Extract every line that contains the word "building".

· · · · · · ·

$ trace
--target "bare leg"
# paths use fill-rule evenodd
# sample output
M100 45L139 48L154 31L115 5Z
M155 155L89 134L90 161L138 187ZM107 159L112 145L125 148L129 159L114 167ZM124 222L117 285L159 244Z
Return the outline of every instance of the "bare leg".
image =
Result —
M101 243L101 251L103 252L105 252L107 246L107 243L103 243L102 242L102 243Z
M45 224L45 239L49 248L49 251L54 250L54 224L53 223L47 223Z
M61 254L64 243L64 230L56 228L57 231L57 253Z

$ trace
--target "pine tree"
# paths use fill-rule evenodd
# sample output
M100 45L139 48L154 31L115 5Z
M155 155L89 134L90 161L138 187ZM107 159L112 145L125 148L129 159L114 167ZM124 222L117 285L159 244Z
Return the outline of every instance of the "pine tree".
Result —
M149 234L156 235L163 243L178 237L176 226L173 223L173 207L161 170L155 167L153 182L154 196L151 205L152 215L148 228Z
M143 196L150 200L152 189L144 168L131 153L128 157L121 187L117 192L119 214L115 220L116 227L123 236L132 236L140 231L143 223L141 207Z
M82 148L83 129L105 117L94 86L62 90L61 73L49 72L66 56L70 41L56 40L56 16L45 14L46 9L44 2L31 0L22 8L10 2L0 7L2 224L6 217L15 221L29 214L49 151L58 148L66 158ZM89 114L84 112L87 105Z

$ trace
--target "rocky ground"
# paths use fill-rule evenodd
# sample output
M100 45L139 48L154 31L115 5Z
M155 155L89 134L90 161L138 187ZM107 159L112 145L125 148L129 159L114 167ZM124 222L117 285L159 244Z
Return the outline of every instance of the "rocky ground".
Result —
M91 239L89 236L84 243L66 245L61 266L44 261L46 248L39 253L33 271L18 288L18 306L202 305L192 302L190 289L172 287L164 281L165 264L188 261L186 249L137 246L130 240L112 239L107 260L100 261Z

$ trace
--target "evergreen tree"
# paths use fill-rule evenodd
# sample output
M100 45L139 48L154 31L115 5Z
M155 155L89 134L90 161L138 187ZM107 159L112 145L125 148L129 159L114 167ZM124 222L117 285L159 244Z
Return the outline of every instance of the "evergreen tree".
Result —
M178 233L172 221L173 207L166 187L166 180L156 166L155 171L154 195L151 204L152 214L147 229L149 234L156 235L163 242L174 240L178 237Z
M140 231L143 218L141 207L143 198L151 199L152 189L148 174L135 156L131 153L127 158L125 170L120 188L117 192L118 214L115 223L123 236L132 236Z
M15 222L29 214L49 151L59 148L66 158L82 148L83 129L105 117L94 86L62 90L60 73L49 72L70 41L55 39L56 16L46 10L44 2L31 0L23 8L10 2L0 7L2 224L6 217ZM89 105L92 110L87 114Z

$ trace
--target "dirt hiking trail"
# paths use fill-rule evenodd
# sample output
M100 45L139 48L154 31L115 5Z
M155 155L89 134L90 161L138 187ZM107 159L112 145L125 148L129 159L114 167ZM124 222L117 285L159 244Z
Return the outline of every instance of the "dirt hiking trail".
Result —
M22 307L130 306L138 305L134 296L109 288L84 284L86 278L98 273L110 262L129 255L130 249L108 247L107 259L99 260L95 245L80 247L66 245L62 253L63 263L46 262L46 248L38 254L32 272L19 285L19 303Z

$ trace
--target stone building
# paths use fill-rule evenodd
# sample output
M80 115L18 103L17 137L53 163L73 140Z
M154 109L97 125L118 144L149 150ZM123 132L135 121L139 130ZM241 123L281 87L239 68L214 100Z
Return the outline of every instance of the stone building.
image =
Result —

· · · · · · ·

RESULT »
--target stone building
Return the outline of every instance of the stone building.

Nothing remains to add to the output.